Downtown Tulia, Texas.
Tulia is a small, struggling farm town in the Texas panhandle. There are only 5,033 people who live there. And like many small towns where there is not much to do besides work. Tulia has had a minor drug problem.
In 1999, Tom Coleman, a freelance undercover narcotics officer who had been fired from his two prior police jobs for being a pathological liar, arrived in town. Working for a regional narcotics task force, Coleman's job was clear enough. Clean up the town's riff-raff, especially a group of young blacks that were dating white women.
Although a stranger and white in a racially divided town, Coleman quickly ingratiated himself with some members of the local black community by smoking dope and crack cocaine with them. When the time came for him to justify what he had done with his buy money, he named forty-four residents of the town who he claimed had repeatedly sold him drugs. Forty-three of those arrested were black, even though there were only 450 blacks in the town.

==============================

What you have to do. Please carry on the account of the Tulia, Texas drug arrests, starting after its final sentence.

Extracted data.
==============================

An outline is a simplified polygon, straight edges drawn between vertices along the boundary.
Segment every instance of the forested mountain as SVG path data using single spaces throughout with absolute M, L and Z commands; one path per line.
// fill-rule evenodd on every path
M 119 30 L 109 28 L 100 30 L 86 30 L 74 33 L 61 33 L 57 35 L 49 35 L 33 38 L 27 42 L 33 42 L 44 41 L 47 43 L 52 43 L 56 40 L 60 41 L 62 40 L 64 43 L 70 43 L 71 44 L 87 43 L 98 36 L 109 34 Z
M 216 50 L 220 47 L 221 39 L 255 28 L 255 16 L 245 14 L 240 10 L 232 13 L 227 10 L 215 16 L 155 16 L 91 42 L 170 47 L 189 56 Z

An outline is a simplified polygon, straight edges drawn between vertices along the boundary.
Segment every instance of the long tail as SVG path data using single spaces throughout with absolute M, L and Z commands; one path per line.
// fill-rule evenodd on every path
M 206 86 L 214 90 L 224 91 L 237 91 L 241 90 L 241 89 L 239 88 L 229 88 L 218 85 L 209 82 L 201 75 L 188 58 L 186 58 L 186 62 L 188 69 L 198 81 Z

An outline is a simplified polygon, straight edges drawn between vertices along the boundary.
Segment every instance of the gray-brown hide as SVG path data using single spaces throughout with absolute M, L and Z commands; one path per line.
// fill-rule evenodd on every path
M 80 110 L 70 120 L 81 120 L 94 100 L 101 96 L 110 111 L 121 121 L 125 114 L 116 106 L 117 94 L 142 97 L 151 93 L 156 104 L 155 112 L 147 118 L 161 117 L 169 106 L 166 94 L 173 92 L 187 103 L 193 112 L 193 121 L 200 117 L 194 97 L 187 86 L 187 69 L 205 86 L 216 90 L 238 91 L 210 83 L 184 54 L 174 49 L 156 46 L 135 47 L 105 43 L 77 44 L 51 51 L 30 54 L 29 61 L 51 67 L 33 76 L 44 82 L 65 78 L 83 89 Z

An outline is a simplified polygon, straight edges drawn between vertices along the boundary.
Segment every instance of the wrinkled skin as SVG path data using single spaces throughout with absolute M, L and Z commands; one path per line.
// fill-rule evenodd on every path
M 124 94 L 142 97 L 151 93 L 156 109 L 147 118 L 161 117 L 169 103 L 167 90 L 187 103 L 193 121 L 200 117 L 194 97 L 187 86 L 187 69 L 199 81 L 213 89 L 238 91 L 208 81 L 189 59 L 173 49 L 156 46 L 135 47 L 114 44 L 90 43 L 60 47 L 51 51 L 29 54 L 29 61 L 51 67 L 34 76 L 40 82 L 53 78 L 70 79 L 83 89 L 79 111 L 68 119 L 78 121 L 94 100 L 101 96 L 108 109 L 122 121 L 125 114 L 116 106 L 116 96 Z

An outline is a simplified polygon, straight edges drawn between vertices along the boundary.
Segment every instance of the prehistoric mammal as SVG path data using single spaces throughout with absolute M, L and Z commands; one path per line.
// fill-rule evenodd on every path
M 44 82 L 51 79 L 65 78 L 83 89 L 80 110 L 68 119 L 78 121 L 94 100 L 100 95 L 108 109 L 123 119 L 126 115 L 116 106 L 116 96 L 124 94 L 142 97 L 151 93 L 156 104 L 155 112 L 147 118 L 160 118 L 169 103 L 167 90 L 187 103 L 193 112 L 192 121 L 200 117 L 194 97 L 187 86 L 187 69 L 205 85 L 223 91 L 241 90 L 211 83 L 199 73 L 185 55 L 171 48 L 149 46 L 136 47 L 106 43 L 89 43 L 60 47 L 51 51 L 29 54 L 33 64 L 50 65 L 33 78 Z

==============================

Task output.
Because almost every black household in Tulia had a relative charged with drug dealing, it was the town's whites that served on the jury. Based on Coleman's testimony alone, without any physical evidence or other witnesses, all forty-four defendants were convicted of conspiracy to distribute narcotics. Sentences of twenty, thirty, forty and ninety-nine years were handed out like candy. The town's drug "kingpin", Joe Moore, a fifty three-year-old illiterate pig farmer and part time moonshiner, received a ninety-year sentence.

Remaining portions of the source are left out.